This has yet to be tested through real examples of divergence. An early test case could be in waste regulation, with Scotland due to introduce a Deposit Return Scheme (DRS) in 2022, whereas the UK Parliament has yet to pass legislation enabling a scheme south of the Border. DRS in Scotland will mean businesses have to add a charge to certain drinks containers, and producers will be required to meet recycling targets, potentially requiring businesses to adjust practices in different parts of the UK. The UK Government’s White Paper on the Internal Market Bill referenced DRS as an example where future divergence within the UK could be problematic (for more detail see this SPICe blog).

Coming back to implications of the EU-UK TCA, there is clearly some interaction between the Agreement and the IMA, in that deregulation below the floor agreed in the deal should not, in theory, be possible – subject to the limitations discussed.

--------------------------------------------------

* Request
According to the passage on UK regulatory divergence, in what year was Scotland due to introduce a Deposit Return Scheme? The lines after this note have no connection to the passage on UK regulatory divergence.

* Data provided
--------------------------------------------------

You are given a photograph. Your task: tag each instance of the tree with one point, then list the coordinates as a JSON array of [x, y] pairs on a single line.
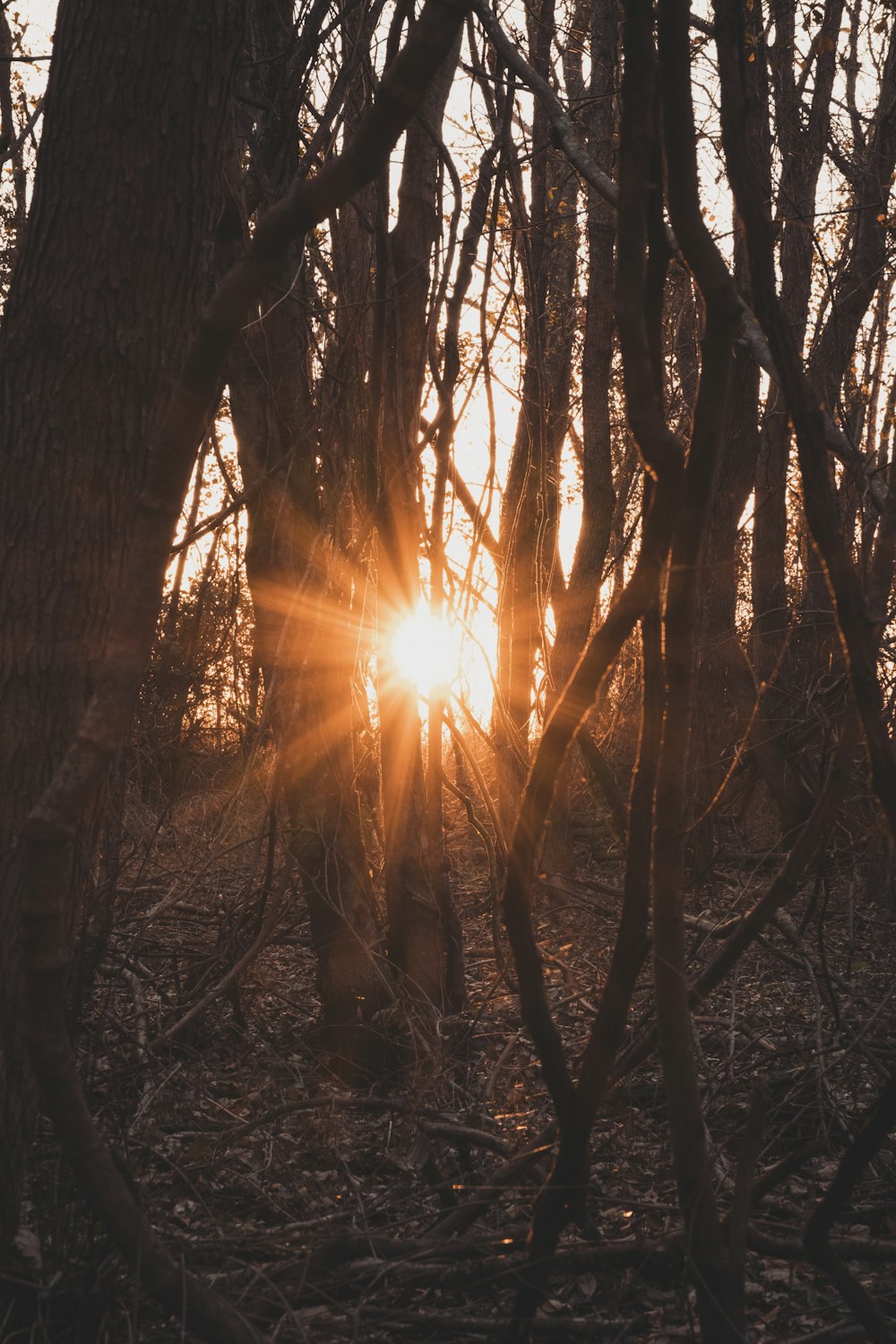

--------------------------------------------------

* Solution below
2022